◆ **EXERCISE TASK**:
Give the entries again exactly, every one of them.

◆ **SUPPLIED MATERIAL**:
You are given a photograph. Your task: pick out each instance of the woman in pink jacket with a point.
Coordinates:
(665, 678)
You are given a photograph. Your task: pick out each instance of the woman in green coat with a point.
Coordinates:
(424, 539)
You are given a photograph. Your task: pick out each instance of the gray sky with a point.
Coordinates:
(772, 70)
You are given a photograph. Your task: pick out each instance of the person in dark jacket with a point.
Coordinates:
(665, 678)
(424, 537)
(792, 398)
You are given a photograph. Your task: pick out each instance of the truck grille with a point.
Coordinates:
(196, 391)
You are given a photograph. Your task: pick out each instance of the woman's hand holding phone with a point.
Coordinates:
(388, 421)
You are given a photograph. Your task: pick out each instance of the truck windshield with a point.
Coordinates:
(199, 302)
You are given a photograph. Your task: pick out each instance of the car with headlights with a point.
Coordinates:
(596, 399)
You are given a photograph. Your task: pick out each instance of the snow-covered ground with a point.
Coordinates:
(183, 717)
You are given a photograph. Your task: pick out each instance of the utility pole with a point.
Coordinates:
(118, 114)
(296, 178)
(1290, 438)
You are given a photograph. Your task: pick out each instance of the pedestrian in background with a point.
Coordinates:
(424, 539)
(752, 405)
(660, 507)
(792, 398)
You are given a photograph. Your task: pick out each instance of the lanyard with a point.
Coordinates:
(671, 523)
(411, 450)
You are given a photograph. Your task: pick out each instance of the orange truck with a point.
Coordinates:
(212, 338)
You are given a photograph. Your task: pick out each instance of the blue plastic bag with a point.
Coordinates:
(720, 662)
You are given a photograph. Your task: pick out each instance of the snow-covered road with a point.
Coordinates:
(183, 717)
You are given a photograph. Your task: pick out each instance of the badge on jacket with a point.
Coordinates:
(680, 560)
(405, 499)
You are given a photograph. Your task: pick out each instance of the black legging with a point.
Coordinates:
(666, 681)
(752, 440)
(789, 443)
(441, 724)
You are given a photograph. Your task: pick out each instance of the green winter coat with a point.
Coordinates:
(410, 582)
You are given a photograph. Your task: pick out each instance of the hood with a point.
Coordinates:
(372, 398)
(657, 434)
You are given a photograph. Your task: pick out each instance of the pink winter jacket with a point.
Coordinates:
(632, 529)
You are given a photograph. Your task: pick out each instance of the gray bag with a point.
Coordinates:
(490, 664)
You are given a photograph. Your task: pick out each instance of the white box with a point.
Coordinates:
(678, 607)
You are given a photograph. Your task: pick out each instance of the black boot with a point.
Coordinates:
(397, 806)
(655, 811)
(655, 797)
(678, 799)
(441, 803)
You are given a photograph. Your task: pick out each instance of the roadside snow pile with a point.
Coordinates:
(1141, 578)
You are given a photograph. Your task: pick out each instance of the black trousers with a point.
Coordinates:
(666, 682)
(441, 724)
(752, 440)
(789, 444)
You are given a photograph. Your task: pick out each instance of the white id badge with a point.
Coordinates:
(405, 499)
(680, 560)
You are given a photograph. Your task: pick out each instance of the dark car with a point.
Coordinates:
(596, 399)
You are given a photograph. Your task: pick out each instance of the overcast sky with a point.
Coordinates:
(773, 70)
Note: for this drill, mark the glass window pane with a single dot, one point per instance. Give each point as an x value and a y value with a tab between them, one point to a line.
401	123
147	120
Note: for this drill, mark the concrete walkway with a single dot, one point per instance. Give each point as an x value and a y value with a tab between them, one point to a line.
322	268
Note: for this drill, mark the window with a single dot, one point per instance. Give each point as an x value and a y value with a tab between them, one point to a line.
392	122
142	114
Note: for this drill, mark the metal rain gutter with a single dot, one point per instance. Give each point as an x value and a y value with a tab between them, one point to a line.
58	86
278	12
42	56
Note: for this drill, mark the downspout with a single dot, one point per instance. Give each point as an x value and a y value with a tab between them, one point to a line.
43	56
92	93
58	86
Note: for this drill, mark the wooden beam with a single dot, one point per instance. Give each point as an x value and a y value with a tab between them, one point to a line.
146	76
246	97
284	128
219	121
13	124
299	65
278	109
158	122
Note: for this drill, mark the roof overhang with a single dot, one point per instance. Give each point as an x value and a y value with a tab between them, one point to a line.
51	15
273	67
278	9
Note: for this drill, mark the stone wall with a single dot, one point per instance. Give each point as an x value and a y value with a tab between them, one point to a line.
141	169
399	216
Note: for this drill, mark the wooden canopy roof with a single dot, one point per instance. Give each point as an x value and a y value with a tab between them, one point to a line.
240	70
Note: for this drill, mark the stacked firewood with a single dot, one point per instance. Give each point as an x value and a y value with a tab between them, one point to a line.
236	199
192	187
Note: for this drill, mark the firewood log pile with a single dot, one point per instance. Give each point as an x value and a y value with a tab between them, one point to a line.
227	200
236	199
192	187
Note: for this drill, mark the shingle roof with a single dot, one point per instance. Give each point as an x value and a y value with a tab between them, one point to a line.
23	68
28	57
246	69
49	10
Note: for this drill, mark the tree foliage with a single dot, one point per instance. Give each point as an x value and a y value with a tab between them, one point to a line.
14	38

◆ **CORRECT RESULT**:
You are given a photograph. Your task: pick out each instance of the woman in pink jacket with a point.
Coordinates:
(665, 678)
You are given a photograph. Your task: pick out each instance of the woman in green coat with a point.
Coordinates:
(424, 539)
You are given a photograph. Your task: pick out each instance of the gray sky with a point.
Coordinates:
(772, 70)
You are given a photograph. Your task: pick out each instance of the person in dark jacket with a point.
Coordinates:
(665, 678)
(424, 537)
(792, 398)
You are given a photograph. Your task: pick out each instance of the truck grille with a point.
Coordinates:
(196, 391)
You are given a photograph. Your task: pick out each instance of the woman's hand holding phone with a point.
Coordinates:
(388, 421)
You are given a photograph. Your task: pick out each instance of the truck windshield with a point.
Coordinates:
(199, 302)
You are given a photograph. Your task: pick out each instance of the car with headlights with a point.
Coordinates:
(596, 399)
You are given a photograph. Your task: pick out each instance of the snow-covered ground with a point.
Coordinates:
(183, 717)
You are given a photograph. Your task: pick out each instance of the utility pole with a point.
Coordinates:
(118, 114)
(296, 178)
(1290, 438)
You are given a photograph. Your task: pick out each instance of the pedestrian in background with a point.
Coordinates:
(424, 539)
(752, 405)
(660, 507)
(792, 398)
You are given a photograph. Your task: pick out each instance of the lanyard with a point.
Coordinates:
(671, 523)
(411, 450)
You are given a photograph. Your task: pick out each instance of the orange truck with a point.
Coordinates:
(212, 338)
You are given a photograph. Your task: pick out each instance of the blue plastic bag with a point.
Coordinates:
(720, 662)
You are given a photograph. Your task: pick out each instance of the snow-covered road with a point.
Coordinates:
(183, 717)
You are given a photograph. Your task: pick out each instance of the badge on jacket with a point.
Coordinates:
(680, 560)
(405, 499)
You are given a photograph. Your task: pick out each instance of the black legging with a point.
Coordinates:
(666, 681)
(752, 440)
(789, 443)
(441, 724)
You are given a photograph. Your task: pick out each instance of the green winter coat with a point.
Coordinates:
(410, 582)
You are given a photograph. Your task: pick out each instance of the hood with a point.
Coordinates:
(372, 398)
(657, 434)
You are given a photograph. Your task: pick out each instance of the pink winter jacket with a point.
Coordinates:
(632, 529)
You are given a photograph. Your task: pick out each instance of the gray bag with a point.
Coordinates:
(490, 664)
You are given a photograph. Your task: pick out each instance of the white box with a point.
Coordinates:
(678, 607)
You are given a photograph. Your task: pick out each instance of the black boot with a point.
Coordinates:
(397, 806)
(655, 811)
(655, 797)
(678, 799)
(441, 803)
You are given a photograph. Your task: pick out each instance of the roadside snow pile with a point.
Coordinates:
(1141, 578)
You are given a photograph. Your task: pick out each instance of the black trousers with a point.
Coordinates:
(666, 682)
(441, 724)
(752, 440)
(789, 444)
You are given a photograph. Your task: pick out each instance of the white id badge with a point.
Coordinates:
(405, 499)
(680, 560)
You are given a photograph. Your task: pick out each instance of the dark car with a point.
Coordinates:
(596, 399)
You are given a photograph. Your task: pick out each instance of the overcast sky with a point.
Coordinates:
(773, 70)
Note: for this drill, mark the glass window pane with a single dot, one point per instance. Give each point as an x value and a y value with a tab between them, one point to a line.
401	123
147	120
Note: for this drill, mark the concrete walkway with a single dot, one point per instance. Give each point as an x value and a y value with a tab between them, one point to a line.
322	268
Note: for this drill, mark the window with a single dot, one point per instance. Give each point as an x value and a y value with a tab between them, one point to a line.
392	122
142	114
Note: for this drill, mark the metal rain gutter with a single dot, one point per instance. Give each point as an x value and a y value with a tab between them, one point to a line.
58	86
278	12
42	56
Note: for this drill, mark the downspout with a single dot, one point per instance. Give each point as an x value and a y value with a tab between them, one point to a line.
43	56
92	93
58	86
Note: for this drill, mark the wooden beam with a single dot, one point per instance. Give each point as an x value and a y value with a tab between them, one point to a line.
146	76
246	97
284	128
219	121
13	124
299	65
278	109
158	122
Note: for this drill, mark the roof overhang with a single dot, one point per instance. Give each point as an x value and a y value with a tab between them, one point to a line.
51	15
273	67
278	9
Note: for this drill, mark the stone wall with a single dot, one point per instance. Give each point as an x value and a y value with a tab between them, one point to a line.
141	169
399	216
Note: for this drill, mark the wooden canopy roof with a single dot, one point per instance. Give each point as an x value and a y value with a tab between them, one point to a line.
240	70
Note: for this drill, mark the stacked firewood with a single dot, one point per instance. Give each point as an x value and a y value with a tab between them, one point to a line.
236	199
192	187
Note: for this drill, mark the firewood log pile with a single dot, one point per instance. Give each point as an x value and a y value with a tab between them, one point to a line.
227	200
236	199
192	187
Note: for this drill, mark the shingle roof with a single dot, one point per instance. Give each point as an x value and a y value with a tab between them, one point to a line.
23	68
28	57
246	69
49	10
Note: for this drill, mark the tree foliage with a single dot, one point per instance. Give each point as an x value and a y value with a tab between them, one point to a line.
14	38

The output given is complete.